WHAT YOU WILL DO
Each record is to be copied exactly, with its pictures left behind.

Natural language region descriptions
_ _ _

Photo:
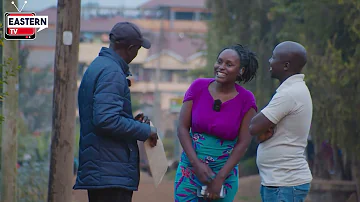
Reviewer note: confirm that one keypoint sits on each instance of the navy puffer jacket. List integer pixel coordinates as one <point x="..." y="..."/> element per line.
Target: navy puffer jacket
<point x="108" y="153"/>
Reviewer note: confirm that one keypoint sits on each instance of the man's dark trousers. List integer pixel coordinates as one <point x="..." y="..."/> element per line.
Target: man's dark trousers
<point x="110" y="195"/>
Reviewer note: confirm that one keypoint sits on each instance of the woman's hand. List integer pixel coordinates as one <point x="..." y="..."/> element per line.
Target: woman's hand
<point x="204" y="173"/>
<point x="214" y="188"/>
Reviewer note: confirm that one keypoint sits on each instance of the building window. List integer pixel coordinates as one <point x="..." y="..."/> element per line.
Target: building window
<point x="166" y="76"/>
<point x="149" y="75"/>
<point x="183" y="76"/>
<point x="184" y="15"/>
<point x="205" y="16"/>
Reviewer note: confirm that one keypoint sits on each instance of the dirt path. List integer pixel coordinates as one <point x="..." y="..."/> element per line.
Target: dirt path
<point x="248" y="192"/>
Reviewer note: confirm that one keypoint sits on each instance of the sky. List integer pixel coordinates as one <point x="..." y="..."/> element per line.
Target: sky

_ _ _

OUTPUT BELOW
Photo:
Reviewer note: confirm that one keypoint sits on each instance of the navy puffer jacket. List integer pixel coordinates as one <point x="..." y="..."/> element per line.
Target: navy puffer jacket
<point x="108" y="153"/>
Reviewer note: confirm that one keypoint sits on each instance of the man's dark trousers. List integer pixel coordinates as one <point x="..." y="..."/> element per line.
Target: man's dark trousers
<point x="110" y="195"/>
Reviewer note: confirm that one keypoint sits on each instance of the woman's hand. List integer pixel coordinates as one <point x="..." y="..."/> element per line.
Target: woman's hand
<point x="204" y="173"/>
<point x="214" y="188"/>
Reviewer note: confirm that one keypoint sits on each instance of the building window. List integer pixel coordinates as one <point x="..." y="..."/> element per line.
Target: building window
<point x="166" y="76"/>
<point x="149" y="75"/>
<point x="183" y="76"/>
<point x="184" y="15"/>
<point x="205" y="16"/>
Reviewer note: confirm that one keypoint sits on each instance of the dirt path. List integer pixel coordinates as one <point x="..." y="..."/> element per line.
Target: dirt path
<point x="248" y="192"/>
Reviewer note: confirm that one keypoint sits on each instance of the sky. List integer pixel coordinates as one <point x="..." y="..."/> element per line.
Target: sky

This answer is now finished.